◆ **INFORMATION SUPPLIED**
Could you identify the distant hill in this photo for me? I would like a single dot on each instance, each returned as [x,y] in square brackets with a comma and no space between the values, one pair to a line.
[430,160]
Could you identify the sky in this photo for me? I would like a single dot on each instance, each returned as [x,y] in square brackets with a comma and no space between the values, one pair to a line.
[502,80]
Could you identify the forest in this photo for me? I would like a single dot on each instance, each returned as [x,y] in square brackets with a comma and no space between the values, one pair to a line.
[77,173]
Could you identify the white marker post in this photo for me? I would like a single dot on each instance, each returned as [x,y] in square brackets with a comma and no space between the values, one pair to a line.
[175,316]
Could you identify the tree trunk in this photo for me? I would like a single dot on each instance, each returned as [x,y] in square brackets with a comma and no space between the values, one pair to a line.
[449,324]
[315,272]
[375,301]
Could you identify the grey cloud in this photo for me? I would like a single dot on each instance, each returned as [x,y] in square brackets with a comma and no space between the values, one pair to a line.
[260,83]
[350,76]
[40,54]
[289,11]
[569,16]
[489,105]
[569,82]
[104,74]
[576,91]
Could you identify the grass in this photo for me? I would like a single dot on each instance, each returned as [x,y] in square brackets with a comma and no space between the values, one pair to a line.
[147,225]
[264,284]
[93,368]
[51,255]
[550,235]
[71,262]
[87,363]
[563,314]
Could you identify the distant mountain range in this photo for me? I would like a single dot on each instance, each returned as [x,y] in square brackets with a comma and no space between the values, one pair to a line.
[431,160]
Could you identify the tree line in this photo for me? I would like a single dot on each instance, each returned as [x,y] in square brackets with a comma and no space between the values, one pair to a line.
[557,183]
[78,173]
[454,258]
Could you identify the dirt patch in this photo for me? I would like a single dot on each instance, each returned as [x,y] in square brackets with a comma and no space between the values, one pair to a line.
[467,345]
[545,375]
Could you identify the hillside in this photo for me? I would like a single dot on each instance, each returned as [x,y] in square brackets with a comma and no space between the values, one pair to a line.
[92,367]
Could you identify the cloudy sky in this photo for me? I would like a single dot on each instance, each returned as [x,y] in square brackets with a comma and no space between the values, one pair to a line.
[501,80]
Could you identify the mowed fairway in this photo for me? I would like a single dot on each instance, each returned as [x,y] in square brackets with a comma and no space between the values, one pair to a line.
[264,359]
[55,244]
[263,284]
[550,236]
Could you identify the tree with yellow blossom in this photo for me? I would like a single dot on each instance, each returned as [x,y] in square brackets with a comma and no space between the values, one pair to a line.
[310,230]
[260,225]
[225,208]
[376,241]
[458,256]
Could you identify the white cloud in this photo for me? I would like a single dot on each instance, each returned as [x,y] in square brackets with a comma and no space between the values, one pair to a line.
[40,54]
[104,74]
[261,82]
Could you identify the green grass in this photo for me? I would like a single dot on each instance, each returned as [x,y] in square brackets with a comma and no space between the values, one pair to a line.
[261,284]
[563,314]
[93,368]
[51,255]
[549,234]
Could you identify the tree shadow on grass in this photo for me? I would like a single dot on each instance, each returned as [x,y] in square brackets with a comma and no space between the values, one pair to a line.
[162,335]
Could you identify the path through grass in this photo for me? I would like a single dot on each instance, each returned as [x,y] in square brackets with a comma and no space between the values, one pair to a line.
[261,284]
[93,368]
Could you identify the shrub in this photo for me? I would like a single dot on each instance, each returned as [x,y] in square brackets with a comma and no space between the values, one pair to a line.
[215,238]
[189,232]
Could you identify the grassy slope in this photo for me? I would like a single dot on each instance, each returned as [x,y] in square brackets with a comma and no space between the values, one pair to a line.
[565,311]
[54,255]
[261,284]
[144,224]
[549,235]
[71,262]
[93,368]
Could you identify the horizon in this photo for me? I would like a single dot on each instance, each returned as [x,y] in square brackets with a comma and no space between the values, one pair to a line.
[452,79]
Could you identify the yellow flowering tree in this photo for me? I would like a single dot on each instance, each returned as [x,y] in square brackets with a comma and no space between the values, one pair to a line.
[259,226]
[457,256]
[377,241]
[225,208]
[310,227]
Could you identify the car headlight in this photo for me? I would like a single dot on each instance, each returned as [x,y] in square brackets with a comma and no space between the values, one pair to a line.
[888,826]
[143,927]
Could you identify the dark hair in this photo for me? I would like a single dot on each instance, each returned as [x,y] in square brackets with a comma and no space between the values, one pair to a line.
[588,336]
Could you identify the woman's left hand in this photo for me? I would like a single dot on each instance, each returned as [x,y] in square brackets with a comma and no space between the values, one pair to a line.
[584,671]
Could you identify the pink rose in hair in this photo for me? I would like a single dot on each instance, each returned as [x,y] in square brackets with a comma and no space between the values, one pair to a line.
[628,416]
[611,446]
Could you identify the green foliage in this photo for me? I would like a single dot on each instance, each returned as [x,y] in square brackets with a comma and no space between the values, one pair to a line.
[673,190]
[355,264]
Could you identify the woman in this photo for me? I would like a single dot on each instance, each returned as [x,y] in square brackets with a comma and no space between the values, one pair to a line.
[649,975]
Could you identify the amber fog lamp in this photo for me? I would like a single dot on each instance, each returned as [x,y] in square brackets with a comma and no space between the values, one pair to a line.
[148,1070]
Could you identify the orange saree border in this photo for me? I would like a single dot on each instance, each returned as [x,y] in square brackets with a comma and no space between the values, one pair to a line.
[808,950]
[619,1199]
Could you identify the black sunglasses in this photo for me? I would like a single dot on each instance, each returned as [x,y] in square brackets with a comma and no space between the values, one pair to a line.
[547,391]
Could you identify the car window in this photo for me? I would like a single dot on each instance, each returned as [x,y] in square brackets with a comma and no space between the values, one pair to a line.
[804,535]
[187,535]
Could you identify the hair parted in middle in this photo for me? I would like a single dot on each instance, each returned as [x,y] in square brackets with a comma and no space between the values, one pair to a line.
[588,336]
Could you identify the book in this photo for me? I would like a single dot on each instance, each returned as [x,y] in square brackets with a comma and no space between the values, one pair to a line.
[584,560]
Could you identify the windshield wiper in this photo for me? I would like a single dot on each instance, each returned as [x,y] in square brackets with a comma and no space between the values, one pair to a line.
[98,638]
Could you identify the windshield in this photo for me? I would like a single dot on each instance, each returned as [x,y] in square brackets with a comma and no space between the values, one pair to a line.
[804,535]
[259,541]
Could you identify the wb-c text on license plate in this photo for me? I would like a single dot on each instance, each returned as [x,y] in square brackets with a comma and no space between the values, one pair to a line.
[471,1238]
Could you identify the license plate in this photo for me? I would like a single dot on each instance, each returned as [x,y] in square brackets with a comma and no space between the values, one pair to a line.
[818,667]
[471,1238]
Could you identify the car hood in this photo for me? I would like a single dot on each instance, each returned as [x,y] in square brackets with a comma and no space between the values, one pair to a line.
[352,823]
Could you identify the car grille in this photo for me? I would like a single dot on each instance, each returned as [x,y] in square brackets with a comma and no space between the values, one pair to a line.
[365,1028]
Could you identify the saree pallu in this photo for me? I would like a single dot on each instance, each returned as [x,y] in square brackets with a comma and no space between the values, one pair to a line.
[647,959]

◆ **WHAT IS REQUIRED**
Exactly as written, give again every line from the one containing "Could you identify the windshield wiper" through the last line of the material above, and no other lines.

◆ **ANSWER TO THE PROBLEM**
Could you identify the windshield wiper in this photo for me? I would like a single dot on each instance, each returned as [x,y] in square brackets with a comma and no space between the values, one pair to a line.
[98,638]
Could you identify the windshield in this photo for me? I would like a single dot on each instance, each returned as [x,y] in square brackets with a comma and no space between the values, one pair to a line.
[804,535]
[259,541]
Could you identify the wb-c text on license plate in this photo for me? I would like a single dot on each instance, each returned as [x,y] in square brackets with a comma and no space between the values, one pair to a line.
[471,1238]
Could you identify the license plate in this photo for me? I would like a single dot on each instance, each returned as [x,y] in square brackets with a comma and no space between the values, one pair to a line.
[818,667]
[471,1238]
Could you identify the car hood in this photo for me? I would like a single dot on each instance, each returned as [x,y] in square brackets with a comma and no space between the values, one pair to a line.
[352,823]
Could you identify the car grille in this photo for me? I would like a single dot on each instance, each returned as [x,y] in square brackets with a comma and no space between the values, one pair to a line.
[365,1028]
Could you identify the saree pallu in this photo for me? I would like a single dot on each instance, each returned as [x,y] in square brackets with a comma and no space between the values, one pair to a line.
[647,959]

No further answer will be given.